Exercise details:
Copy out every one of the following records word for word, leaving nothing out and changing nothing.
======== Data for this exercise ========
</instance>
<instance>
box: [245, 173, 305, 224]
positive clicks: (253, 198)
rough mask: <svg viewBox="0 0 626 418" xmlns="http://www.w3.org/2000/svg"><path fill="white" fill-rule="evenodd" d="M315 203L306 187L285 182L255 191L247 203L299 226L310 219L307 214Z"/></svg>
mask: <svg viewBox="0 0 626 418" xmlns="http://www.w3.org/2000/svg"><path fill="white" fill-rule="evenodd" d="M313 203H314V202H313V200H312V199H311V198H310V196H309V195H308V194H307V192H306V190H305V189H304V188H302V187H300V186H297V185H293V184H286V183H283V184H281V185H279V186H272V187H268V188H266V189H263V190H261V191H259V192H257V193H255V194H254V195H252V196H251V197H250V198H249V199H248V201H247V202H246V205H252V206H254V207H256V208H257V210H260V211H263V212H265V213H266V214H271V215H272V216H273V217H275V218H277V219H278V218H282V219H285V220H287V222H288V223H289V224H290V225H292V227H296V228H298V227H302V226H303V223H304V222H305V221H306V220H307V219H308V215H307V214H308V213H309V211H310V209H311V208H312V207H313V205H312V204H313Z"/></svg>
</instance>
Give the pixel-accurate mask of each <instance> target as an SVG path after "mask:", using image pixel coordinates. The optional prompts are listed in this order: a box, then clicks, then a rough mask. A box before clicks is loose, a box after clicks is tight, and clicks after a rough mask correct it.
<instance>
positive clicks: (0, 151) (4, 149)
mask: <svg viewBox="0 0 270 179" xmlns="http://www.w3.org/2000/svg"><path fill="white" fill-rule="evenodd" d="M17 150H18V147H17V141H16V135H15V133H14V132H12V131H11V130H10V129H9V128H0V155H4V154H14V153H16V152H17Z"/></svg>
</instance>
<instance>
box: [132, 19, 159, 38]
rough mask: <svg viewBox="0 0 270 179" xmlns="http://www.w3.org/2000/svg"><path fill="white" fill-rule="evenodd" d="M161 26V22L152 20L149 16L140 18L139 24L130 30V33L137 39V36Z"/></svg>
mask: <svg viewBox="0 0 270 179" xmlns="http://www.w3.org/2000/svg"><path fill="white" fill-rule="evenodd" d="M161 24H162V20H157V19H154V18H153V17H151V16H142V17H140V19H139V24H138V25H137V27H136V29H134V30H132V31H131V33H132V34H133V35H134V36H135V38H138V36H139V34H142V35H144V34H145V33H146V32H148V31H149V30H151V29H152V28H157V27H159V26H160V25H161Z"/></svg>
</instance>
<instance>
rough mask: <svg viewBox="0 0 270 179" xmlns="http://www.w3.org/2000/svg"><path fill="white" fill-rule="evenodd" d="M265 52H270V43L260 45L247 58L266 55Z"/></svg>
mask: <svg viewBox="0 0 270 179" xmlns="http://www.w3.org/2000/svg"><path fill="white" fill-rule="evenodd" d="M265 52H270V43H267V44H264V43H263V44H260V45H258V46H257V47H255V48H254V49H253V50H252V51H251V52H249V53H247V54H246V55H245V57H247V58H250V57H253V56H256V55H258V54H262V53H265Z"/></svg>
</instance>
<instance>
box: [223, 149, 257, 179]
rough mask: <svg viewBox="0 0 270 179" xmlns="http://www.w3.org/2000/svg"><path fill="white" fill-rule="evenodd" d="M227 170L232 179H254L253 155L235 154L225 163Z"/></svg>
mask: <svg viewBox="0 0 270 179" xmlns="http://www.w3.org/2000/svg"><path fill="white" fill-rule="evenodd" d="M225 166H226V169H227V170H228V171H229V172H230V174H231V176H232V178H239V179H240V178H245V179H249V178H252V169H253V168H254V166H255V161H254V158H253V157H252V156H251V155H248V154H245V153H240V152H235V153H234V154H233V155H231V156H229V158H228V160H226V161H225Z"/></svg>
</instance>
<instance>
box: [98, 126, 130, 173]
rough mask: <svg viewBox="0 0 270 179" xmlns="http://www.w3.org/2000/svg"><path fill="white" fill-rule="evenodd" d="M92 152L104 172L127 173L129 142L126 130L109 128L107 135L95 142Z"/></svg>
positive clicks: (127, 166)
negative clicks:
========
Answer space:
</instance>
<instance>
box: [245, 173, 305, 224]
positive clicks: (253, 198)
rough mask: <svg viewBox="0 0 626 418" xmlns="http://www.w3.org/2000/svg"><path fill="white" fill-rule="evenodd" d="M315 203L306 187L285 182L255 191L247 203L299 226L310 219L307 214Z"/></svg>
mask: <svg viewBox="0 0 626 418" xmlns="http://www.w3.org/2000/svg"><path fill="white" fill-rule="evenodd" d="M313 203H314V202H313V200H312V199H311V198H310V196H309V195H308V194H307V192H306V190H305V189H304V188H302V187H300V186H297V185H293V184H286V183H283V184H281V185H279V186H272V187H268V188H266V189H263V190H261V191H259V192H257V193H255V194H254V195H252V196H251V197H250V198H249V199H248V201H247V202H246V205H252V206H254V207H256V208H257V210H260V211H263V212H265V213H266V214H271V215H272V216H273V217H275V218H277V219H278V218H282V219H285V220H287V222H288V223H289V224H290V225H292V227H296V228H298V227H302V226H303V223H304V222H305V221H306V220H307V219H308V215H307V214H308V213H309V211H310V209H311V208H312V207H313V205H312V204H313Z"/></svg>
</instance>
Give the pixel-accurate mask of each <instance> target as an SVG path after "mask:", using image pixel coordinates. The optional prompts are listed in this order: a box, then clicks, then a rough mask. A box before clicks is loose, a box after clicks is tight, and clicks after a rough mask correct it.
<instance>
positive clicks: (0, 151) (4, 149)
mask: <svg viewBox="0 0 270 179" xmlns="http://www.w3.org/2000/svg"><path fill="white" fill-rule="evenodd" d="M17 150H18V147H17V141H16V135H15V133H14V132H12V131H11V130H10V129H9V128H0V155H4V154H14V153H16V152H17Z"/></svg>
</instance>
<instance>
box: [132, 19, 159, 38]
rough mask: <svg viewBox="0 0 270 179" xmlns="http://www.w3.org/2000/svg"><path fill="white" fill-rule="evenodd" d="M161 26V22L152 20L149 16L140 18L139 24L130 30V33L137 39V36Z"/></svg>
mask: <svg viewBox="0 0 270 179" xmlns="http://www.w3.org/2000/svg"><path fill="white" fill-rule="evenodd" d="M161 24H162V20H157V19H154V18H153V17H151V16H142V17H140V19H139V24H138V25H137V27H136V29H134V30H132V31H131V33H132V34H133V35H134V36H135V38H138V36H139V34H142V35H144V34H145V33H146V32H148V31H149V30H151V29H152V28H157V27H159V26H160V25H161Z"/></svg>
</instance>
<instance>
rough mask: <svg viewBox="0 0 270 179" xmlns="http://www.w3.org/2000/svg"><path fill="white" fill-rule="evenodd" d="M265 52H270V43L260 45L247 58L266 55Z"/></svg>
mask: <svg viewBox="0 0 270 179" xmlns="http://www.w3.org/2000/svg"><path fill="white" fill-rule="evenodd" d="M265 52H270V43H267V44H264V43H263V44H260V45H258V46H257V47H255V48H254V49H253V50H252V51H251V52H249V53H247V54H246V55H245V57H247V58H250V57H253V56H256V55H258V54H262V53H265Z"/></svg>
</instance>
<instance>
box: [223, 149, 257, 179]
rough mask: <svg viewBox="0 0 270 179" xmlns="http://www.w3.org/2000/svg"><path fill="white" fill-rule="evenodd" d="M227 170L232 179H254L253 155L235 154L225 163Z"/></svg>
mask: <svg viewBox="0 0 270 179" xmlns="http://www.w3.org/2000/svg"><path fill="white" fill-rule="evenodd" d="M225 166H226V169H227V170H228V171H229V172H230V174H231V176H232V178H239V179H240V178H245V179H249V178H252V169H253V168H254V166H255V161H254V158H253V157H252V156H251V155H248V154H245V153H240V152H235V153H234V154H233V155H231V156H229V158H228V160H226V161H225Z"/></svg>
</instance>
<instance>
box: [98, 126, 130, 173]
rough mask: <svg viewBox="0 0 270 179" xmlns="http://www.w3.org/2000/svg"><path fill="white" fill-rule="evenodd" d="M92 152L104 172L127 173L129 142L126 130L109 128L107 135L95 142Z"/></svg>
positive clicks: (127, 166)
negative clicks:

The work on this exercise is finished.